— STATED EXERCISE 1 —
Repeat the part of the binary shift thread that opens with the words containing "[Numpy-discussion] binary shift" and closes with "shape n x n.".
— STATED EXERCISE 2 —
In the binary shift thread, why does the poster want to approximate b as a vector of signed powers of two? Answer in one to three sentences.
— STATED EXERCISE 3 —
For each statement, say whether it agrees with the binary shift thread, answering yes or no and quoting the deciding words: (a) A is an ndarray of floats with shape n x n. (b) The vector b has a norm of 2. (c) The exponents m_i are integers.

— EXCERPT —
----

[Numpy-discussion] binary shift for ndarray
Robert Kern
robert.kern at gmail.com
Wed May 20 16:18:49 EDT 2009
On Wed, May 20, 2009 at 14:46, dmitrey <dmitrey.kroshko at scipy.org> wrote:
> On May 20, 10:34 pm, Robert Kern <robert.k... at gmail.com> wrote:
>> On Wed, May 20, 2009 at 14:24, dmitrey <dmitrey.kros... at scipy.org> wrote:
>> > hi all,
>>
>> > suppose I have A that is numpy ndarray of floats, with shape n x n.
>>
>> > I want to obtain dot(A, b), b is vector of length n and norm(b)=1, but
>> > instead of exact multiplication I want to approximate b as a vector
>> > [+/- 2^m0, ± 2^m1, ± 2^m2 ,,, ± 2^m_n], m_i are integers, and then
>> > invoke left_shift(vector_m) for rows of A.

----

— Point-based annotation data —
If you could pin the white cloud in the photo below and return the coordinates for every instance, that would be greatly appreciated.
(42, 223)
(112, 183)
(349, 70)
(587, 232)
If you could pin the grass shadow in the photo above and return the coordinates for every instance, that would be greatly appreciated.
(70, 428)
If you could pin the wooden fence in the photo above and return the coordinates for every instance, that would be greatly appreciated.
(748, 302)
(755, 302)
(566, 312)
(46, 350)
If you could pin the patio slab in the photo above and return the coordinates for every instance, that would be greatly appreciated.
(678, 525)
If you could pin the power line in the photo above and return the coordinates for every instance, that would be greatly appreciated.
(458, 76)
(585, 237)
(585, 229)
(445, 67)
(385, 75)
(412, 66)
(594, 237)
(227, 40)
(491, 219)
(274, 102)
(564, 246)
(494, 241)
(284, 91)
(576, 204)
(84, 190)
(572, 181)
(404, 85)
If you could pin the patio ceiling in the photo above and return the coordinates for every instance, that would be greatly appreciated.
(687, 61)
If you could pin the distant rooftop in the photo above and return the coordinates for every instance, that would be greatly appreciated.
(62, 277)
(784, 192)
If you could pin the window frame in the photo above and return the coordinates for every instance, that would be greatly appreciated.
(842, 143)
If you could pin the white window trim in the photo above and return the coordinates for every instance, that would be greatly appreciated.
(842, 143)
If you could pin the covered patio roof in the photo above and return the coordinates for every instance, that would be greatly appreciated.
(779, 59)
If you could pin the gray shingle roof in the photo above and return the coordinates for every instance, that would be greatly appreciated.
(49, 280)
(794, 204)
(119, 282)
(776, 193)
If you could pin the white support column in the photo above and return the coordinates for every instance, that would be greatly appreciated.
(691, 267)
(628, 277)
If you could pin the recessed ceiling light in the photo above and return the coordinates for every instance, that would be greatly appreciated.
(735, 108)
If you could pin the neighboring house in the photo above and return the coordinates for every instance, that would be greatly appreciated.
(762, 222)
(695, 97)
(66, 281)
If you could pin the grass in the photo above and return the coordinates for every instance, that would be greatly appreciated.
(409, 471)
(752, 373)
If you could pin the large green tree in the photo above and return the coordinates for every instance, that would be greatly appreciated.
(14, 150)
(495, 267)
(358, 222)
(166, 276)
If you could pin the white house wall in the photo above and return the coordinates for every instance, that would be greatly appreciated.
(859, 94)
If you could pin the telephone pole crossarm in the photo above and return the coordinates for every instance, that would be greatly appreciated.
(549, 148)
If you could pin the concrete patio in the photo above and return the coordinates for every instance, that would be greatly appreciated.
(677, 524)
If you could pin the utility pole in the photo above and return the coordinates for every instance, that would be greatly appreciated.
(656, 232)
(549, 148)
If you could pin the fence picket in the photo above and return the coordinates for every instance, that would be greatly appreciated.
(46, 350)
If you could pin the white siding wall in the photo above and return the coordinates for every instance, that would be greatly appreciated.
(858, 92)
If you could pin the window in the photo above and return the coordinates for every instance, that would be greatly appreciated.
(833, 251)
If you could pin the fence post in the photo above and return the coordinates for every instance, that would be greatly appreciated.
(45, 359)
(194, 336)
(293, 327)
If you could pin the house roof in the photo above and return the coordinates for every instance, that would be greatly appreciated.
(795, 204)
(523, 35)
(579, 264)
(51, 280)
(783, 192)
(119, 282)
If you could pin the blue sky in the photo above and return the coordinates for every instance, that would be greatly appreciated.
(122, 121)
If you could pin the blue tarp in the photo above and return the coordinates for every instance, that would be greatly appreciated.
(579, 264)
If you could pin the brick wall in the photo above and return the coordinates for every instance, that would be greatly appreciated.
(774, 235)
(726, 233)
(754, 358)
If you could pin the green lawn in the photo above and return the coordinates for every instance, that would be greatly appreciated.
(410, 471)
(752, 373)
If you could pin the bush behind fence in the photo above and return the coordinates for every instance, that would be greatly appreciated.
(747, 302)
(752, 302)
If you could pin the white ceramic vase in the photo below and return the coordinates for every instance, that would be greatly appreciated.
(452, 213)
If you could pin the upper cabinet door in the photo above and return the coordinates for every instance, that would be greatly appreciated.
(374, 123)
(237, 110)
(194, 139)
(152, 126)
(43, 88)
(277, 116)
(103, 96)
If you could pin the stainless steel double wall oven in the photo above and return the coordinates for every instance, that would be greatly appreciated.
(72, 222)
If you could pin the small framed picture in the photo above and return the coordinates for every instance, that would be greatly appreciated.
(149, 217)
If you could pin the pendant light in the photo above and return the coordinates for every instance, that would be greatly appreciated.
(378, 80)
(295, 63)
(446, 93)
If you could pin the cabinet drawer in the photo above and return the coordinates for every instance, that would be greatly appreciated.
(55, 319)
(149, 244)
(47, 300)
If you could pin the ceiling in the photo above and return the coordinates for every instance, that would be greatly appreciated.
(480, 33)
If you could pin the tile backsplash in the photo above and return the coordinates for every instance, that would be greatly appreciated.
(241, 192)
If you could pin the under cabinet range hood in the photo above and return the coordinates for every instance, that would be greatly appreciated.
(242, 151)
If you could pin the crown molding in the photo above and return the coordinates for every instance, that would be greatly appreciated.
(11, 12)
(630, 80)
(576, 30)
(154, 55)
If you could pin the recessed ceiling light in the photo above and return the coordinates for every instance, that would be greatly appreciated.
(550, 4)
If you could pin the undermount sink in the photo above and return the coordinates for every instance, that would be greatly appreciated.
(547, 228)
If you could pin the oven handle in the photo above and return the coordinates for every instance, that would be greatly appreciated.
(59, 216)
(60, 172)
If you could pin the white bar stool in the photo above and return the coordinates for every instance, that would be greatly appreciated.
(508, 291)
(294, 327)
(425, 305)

----

— EXERCISE ANSWER 1 —
[Numpy-discussion] binary shift for ndarray
Robert Kern
robert.kern at gmail.com
Wed May 20 16:18:49 EDT 2009
On Wed, May 20, 2009 at 14:46, dmitrey <dmitrey.kroshko at scipy.org> wrote:
> On May 20, 10:34 pm, Robert Kern <robert.k... at gmail.com> wrote:
>> On Wed, May 20, 2009 at 14:24, dmitrey <dmitrey.kros... at scipy.org> wrote:
>> > hi all,
>>
>> > suppose I have A that is numpy ndarray of floats, with shape n x n.

— EXERCISE ANSWER 2 —
Instead of multiplying A by b exactly, the poster wants to approximate b as a vector of the form ± 2^m_i, where each m_i is an integer. This would let them compute dot(A, b) by applying left_shift(vector_m) to the rows of A.

— EXERCISE ANSWER 3 —
(a) Yes: "numpy ndarray of floats, with shape n x n"
(b) No: "norm(b)=1"
(c) Yes: "m_i are integers"